● **Your task**
Edit the part of the items that opens with the line containing "Would you mind pointing to the concrete step" and closes at the end of the items: replace "concrete embankment" with "concrete seawall" and leave everything else unchanged. Return only that part.

● ● ● ●

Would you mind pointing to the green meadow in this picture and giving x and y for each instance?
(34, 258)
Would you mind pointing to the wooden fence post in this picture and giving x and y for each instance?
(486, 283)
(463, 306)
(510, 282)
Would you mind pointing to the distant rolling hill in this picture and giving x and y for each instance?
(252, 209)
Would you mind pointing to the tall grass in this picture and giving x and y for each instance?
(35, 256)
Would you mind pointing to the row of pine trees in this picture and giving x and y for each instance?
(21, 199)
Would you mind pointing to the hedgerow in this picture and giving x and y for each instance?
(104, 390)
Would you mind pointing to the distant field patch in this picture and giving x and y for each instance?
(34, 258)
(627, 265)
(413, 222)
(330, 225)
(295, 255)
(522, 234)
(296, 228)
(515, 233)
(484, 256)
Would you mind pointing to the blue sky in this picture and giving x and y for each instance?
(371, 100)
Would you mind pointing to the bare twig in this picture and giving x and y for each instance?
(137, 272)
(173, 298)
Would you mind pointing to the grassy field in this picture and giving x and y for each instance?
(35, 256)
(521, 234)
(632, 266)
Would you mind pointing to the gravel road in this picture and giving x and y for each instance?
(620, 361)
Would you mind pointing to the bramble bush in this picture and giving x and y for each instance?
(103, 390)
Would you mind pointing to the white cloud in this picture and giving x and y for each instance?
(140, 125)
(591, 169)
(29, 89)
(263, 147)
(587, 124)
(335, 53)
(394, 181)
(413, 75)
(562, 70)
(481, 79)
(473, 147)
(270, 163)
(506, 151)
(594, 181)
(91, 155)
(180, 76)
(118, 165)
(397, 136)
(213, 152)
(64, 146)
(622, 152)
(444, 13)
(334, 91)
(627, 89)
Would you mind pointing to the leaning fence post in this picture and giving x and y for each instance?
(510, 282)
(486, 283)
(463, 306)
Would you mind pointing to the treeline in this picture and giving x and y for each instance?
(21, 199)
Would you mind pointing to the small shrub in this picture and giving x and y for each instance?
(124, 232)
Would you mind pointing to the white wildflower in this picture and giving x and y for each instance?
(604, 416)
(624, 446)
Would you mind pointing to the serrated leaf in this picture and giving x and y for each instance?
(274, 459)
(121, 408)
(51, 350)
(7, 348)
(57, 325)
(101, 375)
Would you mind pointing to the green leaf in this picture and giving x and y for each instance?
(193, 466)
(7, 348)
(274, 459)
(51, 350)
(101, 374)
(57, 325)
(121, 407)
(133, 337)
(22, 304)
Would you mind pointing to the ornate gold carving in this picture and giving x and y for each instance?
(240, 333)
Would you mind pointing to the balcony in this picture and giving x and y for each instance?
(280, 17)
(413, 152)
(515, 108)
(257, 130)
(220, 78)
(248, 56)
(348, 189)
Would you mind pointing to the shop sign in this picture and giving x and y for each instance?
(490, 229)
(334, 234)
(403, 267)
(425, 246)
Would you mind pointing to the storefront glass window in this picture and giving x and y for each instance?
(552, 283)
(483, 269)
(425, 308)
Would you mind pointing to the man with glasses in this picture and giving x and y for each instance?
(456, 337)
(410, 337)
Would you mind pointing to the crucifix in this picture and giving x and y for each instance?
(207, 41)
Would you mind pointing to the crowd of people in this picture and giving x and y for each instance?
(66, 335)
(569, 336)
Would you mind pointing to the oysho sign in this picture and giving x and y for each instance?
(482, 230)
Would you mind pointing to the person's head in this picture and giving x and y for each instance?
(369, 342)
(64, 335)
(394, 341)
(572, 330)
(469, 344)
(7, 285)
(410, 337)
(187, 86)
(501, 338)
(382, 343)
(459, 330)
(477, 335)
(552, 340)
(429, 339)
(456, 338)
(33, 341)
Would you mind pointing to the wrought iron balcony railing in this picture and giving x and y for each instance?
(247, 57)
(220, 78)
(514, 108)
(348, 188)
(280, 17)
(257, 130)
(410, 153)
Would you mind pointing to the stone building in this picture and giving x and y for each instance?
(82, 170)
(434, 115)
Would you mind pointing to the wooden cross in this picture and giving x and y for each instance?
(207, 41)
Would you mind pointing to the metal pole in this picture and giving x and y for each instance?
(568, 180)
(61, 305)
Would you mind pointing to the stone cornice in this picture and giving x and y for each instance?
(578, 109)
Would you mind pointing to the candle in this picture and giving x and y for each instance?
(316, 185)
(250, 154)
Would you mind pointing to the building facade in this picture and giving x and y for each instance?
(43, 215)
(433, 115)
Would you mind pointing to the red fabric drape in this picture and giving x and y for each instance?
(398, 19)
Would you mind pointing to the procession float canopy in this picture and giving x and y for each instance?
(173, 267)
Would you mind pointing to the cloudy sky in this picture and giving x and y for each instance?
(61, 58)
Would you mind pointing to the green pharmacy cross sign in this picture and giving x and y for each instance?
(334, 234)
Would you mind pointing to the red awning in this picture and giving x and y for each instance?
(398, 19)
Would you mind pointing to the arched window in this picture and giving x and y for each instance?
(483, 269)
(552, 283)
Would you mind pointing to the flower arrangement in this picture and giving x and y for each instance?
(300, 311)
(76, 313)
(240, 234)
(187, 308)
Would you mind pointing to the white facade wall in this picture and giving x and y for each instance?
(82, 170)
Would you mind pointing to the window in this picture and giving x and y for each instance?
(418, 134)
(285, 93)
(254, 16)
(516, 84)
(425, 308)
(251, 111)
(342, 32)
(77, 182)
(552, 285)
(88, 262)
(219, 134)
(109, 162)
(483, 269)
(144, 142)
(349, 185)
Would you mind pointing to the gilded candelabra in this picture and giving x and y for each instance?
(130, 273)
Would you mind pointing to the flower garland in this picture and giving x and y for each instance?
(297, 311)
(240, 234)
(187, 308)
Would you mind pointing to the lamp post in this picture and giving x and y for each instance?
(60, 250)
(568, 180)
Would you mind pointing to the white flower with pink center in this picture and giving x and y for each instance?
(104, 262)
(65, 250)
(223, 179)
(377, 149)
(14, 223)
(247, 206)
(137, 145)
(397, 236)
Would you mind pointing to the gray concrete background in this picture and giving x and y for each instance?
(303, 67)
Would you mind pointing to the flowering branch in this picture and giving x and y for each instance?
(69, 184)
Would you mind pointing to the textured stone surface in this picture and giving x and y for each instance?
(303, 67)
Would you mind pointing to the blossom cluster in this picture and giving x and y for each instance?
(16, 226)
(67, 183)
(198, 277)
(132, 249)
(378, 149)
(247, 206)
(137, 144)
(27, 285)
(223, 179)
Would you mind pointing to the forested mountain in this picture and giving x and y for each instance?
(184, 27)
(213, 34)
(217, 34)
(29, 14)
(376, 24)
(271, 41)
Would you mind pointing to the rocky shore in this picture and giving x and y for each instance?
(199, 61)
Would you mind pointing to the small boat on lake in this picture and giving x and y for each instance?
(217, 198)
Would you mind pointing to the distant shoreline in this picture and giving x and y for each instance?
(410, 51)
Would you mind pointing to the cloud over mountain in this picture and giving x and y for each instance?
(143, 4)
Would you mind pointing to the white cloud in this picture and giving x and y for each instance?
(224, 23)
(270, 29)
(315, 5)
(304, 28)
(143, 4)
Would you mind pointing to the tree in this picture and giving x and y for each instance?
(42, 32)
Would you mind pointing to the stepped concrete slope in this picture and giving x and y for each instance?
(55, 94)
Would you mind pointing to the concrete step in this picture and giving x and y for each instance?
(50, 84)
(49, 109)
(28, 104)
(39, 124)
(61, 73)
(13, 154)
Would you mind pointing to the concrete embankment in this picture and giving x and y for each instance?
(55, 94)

● ● ● ●

● **Task answer**
Would you mind pointing to the concrete step in this picture and giving x and y for each instance?
(50, 84)
(49, 109)
(28, 104)
(39, 124)
(61, 73)
(13, 154)
Would you mind pointing to the concrete seawall in this picture and giving x and y for each instance?
(55, 94)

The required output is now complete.